PROVIDED ENTRIES.
++++++++

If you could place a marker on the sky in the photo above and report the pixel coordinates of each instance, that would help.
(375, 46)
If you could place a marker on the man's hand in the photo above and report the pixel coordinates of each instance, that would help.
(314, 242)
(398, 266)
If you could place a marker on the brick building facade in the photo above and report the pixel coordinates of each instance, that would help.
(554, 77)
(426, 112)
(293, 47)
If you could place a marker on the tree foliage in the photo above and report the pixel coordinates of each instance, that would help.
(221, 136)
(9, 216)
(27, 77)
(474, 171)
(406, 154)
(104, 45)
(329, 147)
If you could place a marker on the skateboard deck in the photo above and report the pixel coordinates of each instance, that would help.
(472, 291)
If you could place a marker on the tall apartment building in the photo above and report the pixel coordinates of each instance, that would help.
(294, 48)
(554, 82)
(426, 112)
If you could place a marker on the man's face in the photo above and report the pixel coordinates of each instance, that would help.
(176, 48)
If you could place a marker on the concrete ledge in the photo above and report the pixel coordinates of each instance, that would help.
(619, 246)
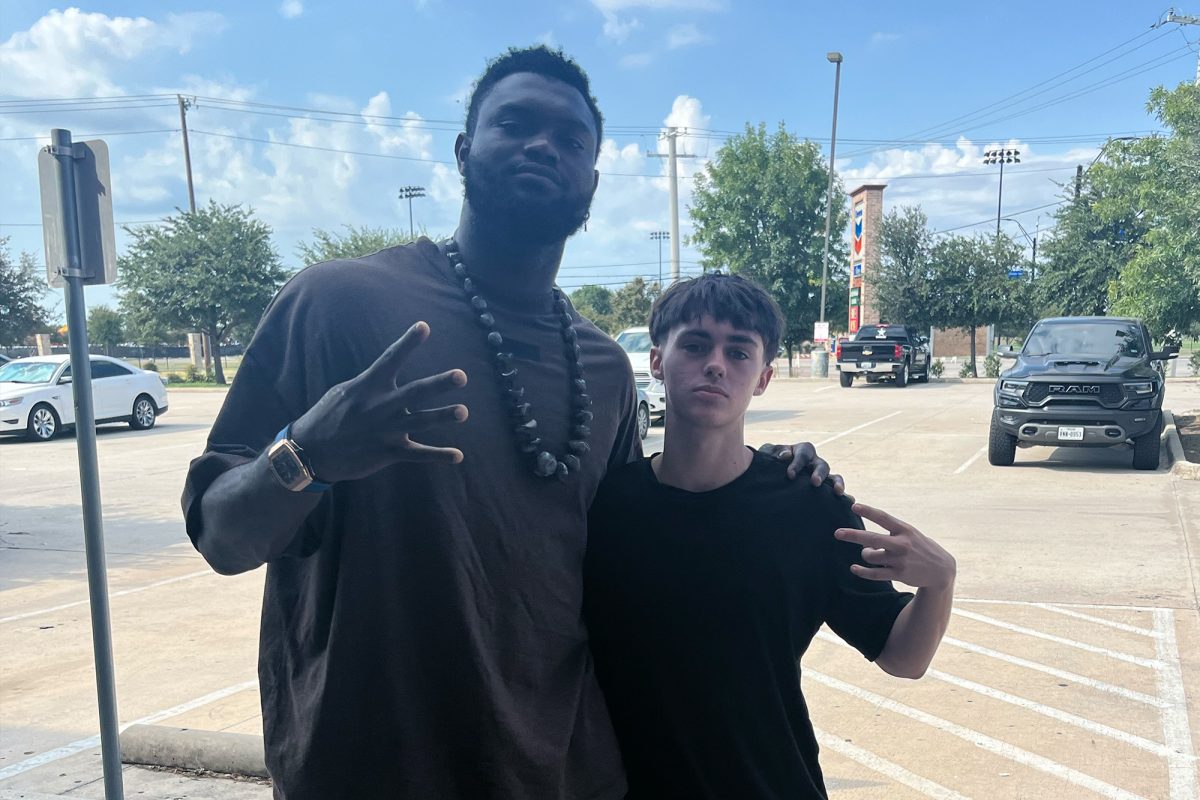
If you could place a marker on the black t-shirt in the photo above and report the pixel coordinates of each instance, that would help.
(423, 635)
(699, 608)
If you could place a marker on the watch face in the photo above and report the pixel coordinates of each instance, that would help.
(287, 468)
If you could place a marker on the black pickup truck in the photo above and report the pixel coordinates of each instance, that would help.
(1081, 382)
(893, 352)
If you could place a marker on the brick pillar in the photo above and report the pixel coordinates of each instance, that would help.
(865, 217)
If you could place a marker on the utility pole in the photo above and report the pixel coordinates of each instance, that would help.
(184, 104)
(408, 193)
(1181, 19)
(659, 235)
(673, 175)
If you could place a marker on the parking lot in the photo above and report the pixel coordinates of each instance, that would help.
(1072, 666)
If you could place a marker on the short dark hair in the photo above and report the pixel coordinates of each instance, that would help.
(725, 298)
(539, 60)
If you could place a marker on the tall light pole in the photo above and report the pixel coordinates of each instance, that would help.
(821, 367)
(1002, 156)
(660, 235)
(408, 193)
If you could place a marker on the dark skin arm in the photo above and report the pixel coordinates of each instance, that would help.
(355, 429)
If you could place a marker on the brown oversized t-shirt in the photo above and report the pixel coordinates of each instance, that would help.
(423, 635)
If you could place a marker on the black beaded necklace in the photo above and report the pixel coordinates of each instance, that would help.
(525, 427)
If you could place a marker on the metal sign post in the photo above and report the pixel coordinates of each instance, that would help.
(77, 265)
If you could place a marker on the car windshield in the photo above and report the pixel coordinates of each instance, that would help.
(1103, 341)
(634, 342)
(16, 372)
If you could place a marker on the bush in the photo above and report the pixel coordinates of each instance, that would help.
(991, 366)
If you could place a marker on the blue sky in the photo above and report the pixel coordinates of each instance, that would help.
(925, 89)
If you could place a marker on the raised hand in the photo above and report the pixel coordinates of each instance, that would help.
(903, 554)
(365, 423)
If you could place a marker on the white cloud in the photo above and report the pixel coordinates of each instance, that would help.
(73, 53)
(684, 36)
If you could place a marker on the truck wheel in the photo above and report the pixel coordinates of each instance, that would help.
(1145, 449)
(1001, 446)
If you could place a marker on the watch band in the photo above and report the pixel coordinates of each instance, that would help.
(313, 485)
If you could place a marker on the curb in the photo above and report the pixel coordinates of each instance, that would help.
(222, 753)
(1180, 463)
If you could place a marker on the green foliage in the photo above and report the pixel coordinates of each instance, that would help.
(22, 287)
(207, 271)
(991, 366)
(760, 211)
(106, 328)
(355, 242)
(903, 280)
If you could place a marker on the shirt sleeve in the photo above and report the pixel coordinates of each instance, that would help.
(862, 612)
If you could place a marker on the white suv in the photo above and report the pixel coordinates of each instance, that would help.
(636, 344)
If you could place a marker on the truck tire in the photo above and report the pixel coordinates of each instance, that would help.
(1001, 446)
(1145, 449)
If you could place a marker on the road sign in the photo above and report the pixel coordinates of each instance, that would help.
(94, 211)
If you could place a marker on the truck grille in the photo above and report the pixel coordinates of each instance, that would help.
(1107, 394)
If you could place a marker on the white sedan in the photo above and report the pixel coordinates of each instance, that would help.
(36, 397)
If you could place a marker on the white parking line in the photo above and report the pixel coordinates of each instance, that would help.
(1098, 728)
(1176, 733)
(883, 767)
(981, 740)
(114, 594)
(966, 465)
(857, 427)
(93, 741)
(1057, 639)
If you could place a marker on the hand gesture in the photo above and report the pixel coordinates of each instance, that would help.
(903, 554)
(365, 423)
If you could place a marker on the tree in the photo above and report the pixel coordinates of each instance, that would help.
(903, 278)
(355, 242)
(106, 326)
(595, 304)
(760, 211)
(22, 287)
(971, 283)
(207, 271)
(631, 305)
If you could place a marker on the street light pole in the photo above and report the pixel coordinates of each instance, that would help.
(1002, 156)
(821, 356)
(660, 235)
(408, 193)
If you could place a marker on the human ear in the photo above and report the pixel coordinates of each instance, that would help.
(657, 362)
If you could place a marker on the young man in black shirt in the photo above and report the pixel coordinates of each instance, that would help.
(708, 573)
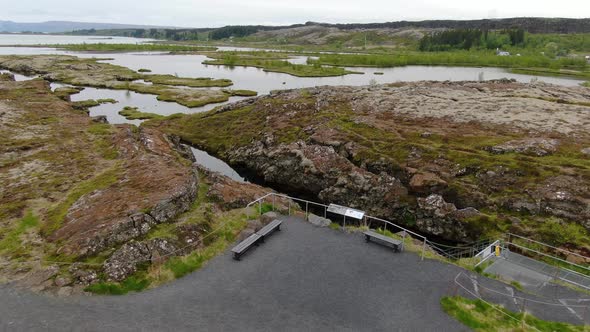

++++++++

EXERCISE. The copy should hold exactly the lines from the one containing "If you could place a marker on the white sedan" through the final line of the records above, both ends included, and no picture.

OUTPUT OF THE EXERCISE.
If you could place a marker on the white sedan in the photo above and report the pixel coordinates of each instance, that would help.
(36, 397)
If you could place a marker on the white parking line in the photo above and report the pixel coordinates of each instance, that would help.
(1098, 728)
(1176, 733)
(883, 767)
(981, 740)
(114, 594)
(966, 465)
(857, 427)
(93, 741)
(1057, 639)
If you could place a marker on the hand gesture in the photo above and report the pixel coordinates of each instance, that would help.
(903, 554)
(365, 423)
If you could place a marker on the tree in the photo above and report the pixel coordinates of each instance, that would help.
(903, 278)
(355, 242)
(106, 326)
(595, 304)
(760, 211)
(22, 287)
(971, 283)
(207, 271)
(631, 305)
If you could place a marker on the street light pole in the photo above and report the pixel coordinates of each instance, that would help.
(1002, 156)
(821, 356)
(660, 235)
(408, 193)
If you could place a marker on the human ear in the photo above and report the pixel coordinates of each instance, that would help.
(657, 362)
If you could place a marker on the young man in black shirt in the photo above and report the pixel coordinates of each instance, that would help.
(708, 573)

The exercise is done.